YOUR INSTRUCTIONS:
Find the word "clicks" in the listing below, then return every line it appears in.

MATERIAL SUPPLIED:
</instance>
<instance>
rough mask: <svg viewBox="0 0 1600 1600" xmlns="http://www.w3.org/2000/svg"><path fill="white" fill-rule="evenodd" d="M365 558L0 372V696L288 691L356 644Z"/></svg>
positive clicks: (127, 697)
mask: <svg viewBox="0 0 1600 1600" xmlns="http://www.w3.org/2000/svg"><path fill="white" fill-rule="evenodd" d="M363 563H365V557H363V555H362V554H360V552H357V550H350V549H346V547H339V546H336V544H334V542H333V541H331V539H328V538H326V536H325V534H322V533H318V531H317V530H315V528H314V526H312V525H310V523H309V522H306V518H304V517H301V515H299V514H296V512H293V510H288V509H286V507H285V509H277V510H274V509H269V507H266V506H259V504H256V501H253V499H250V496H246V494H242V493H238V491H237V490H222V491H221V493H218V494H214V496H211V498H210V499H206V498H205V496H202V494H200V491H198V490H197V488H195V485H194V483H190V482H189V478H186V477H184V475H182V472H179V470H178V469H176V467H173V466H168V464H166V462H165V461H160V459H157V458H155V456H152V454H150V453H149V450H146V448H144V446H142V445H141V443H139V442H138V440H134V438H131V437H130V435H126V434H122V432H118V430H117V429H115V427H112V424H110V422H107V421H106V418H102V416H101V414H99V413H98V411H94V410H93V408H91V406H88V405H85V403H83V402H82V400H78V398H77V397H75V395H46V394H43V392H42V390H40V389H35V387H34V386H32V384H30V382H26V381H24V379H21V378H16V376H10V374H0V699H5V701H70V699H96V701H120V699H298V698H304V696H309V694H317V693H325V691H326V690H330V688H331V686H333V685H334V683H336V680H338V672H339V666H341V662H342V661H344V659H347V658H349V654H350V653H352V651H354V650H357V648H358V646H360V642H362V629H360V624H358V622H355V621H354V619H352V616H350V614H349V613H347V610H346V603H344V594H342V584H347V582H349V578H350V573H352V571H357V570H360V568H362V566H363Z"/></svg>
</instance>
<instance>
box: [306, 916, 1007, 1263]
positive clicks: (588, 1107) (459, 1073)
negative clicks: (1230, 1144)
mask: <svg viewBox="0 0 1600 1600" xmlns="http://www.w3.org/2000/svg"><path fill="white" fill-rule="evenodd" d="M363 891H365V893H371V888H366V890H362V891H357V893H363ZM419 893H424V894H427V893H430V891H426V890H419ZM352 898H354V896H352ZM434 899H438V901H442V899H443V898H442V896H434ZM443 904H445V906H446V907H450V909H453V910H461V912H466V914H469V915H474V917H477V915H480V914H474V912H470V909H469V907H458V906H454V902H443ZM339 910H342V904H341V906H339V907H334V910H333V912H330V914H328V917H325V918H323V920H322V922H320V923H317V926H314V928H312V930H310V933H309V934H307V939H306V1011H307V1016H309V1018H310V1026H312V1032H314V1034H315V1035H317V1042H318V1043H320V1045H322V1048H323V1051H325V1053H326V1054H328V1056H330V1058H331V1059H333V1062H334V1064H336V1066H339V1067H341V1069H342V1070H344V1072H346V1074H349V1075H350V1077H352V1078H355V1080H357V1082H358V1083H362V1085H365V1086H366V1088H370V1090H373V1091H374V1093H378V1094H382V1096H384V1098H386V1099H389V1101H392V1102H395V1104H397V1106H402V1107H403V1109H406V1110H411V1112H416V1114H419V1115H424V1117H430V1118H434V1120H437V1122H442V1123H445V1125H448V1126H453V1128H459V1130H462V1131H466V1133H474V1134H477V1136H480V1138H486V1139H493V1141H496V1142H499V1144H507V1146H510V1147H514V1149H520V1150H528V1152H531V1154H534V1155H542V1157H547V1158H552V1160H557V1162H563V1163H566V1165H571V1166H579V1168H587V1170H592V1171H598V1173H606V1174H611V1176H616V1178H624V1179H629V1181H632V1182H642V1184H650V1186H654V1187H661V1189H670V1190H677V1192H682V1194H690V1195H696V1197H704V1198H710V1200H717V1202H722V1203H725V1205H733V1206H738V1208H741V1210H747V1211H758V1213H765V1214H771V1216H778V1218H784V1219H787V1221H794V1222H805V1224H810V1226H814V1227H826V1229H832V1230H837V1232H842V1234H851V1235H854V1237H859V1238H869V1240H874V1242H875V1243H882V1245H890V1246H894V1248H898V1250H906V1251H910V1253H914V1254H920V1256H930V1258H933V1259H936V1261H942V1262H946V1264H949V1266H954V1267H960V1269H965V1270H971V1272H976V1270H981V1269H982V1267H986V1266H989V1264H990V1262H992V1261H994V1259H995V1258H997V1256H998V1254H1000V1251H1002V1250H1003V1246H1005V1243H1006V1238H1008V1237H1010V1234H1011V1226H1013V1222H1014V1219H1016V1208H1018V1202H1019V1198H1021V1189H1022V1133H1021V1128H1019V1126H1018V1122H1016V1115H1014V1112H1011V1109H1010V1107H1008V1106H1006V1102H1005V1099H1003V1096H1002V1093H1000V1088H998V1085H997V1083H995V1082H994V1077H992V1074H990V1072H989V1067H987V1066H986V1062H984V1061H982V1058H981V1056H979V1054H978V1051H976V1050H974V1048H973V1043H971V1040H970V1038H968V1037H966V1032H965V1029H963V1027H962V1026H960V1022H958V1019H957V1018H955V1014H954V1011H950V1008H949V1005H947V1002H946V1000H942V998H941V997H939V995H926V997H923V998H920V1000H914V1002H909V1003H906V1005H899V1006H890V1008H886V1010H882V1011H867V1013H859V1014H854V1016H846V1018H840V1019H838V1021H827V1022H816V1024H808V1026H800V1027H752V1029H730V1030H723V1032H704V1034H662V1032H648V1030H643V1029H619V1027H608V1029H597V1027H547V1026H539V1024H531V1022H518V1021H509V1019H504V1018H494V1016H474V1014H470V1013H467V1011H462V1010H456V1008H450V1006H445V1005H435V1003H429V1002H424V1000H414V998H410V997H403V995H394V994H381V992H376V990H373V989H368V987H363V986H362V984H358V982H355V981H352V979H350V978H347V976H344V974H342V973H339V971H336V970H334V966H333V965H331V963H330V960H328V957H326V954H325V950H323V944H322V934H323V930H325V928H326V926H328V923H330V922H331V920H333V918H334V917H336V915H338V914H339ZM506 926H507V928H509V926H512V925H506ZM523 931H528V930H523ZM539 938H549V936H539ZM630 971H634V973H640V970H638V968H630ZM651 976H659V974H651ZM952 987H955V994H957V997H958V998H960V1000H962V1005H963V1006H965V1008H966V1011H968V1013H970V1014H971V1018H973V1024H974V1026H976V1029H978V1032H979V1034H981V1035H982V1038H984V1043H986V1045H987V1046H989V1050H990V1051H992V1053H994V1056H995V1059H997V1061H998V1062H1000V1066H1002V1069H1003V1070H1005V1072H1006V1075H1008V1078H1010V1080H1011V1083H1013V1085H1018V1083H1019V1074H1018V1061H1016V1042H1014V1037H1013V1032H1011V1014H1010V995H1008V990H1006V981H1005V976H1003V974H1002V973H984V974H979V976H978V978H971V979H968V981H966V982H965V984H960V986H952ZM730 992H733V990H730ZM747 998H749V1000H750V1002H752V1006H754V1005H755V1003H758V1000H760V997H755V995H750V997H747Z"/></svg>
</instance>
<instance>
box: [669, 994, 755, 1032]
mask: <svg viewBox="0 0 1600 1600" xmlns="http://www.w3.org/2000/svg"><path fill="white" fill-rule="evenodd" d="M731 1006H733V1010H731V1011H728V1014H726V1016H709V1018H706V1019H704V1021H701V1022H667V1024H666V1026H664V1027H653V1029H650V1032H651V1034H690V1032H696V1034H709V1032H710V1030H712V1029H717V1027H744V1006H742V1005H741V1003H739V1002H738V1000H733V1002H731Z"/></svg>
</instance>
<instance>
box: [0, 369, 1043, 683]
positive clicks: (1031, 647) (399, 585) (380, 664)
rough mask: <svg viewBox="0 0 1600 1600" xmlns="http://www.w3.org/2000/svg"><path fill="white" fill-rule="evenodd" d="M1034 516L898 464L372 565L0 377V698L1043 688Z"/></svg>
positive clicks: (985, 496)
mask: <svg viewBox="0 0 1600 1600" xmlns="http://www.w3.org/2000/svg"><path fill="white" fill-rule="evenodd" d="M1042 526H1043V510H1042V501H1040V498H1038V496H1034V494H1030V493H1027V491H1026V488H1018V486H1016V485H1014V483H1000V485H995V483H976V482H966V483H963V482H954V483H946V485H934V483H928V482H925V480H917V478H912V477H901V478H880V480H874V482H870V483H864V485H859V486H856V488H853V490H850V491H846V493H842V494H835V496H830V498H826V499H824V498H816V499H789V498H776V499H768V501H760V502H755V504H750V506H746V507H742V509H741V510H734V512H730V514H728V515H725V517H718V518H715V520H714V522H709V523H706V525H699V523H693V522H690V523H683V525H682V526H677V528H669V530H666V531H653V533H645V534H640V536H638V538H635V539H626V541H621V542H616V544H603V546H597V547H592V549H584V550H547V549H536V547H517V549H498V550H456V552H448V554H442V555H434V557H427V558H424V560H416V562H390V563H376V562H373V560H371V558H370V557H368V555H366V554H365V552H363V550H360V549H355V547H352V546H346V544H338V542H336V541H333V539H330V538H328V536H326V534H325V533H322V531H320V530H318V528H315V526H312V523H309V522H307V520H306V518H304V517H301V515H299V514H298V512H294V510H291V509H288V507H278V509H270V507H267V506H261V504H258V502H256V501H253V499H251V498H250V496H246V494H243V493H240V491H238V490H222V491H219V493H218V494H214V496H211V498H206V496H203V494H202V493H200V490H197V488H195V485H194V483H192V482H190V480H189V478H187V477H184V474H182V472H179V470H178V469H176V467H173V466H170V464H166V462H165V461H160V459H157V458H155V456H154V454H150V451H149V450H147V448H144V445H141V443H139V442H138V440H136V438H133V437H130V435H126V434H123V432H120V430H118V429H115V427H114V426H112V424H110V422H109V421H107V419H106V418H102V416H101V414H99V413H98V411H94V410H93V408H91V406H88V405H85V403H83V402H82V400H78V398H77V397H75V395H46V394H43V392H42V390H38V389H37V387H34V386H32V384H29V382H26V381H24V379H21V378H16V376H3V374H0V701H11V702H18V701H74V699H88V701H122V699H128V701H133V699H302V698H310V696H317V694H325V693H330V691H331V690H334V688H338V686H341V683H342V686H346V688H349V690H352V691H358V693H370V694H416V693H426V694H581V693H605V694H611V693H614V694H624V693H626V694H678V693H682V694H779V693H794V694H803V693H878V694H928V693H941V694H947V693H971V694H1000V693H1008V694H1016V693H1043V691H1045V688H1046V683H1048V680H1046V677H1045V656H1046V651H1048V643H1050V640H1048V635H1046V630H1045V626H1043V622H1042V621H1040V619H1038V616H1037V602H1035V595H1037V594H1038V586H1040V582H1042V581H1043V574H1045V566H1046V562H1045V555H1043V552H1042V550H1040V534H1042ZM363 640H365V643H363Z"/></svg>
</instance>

SOLUTION TO THE PROBLEM:
positive clicks: (127, 697)
positive clicks: (588, 1107) (459, 1073)
negative clicks: (1230, 1144)
positive clicks: (1031, 647) (399, 585) (380, 664)
positive clicks: (985, 496)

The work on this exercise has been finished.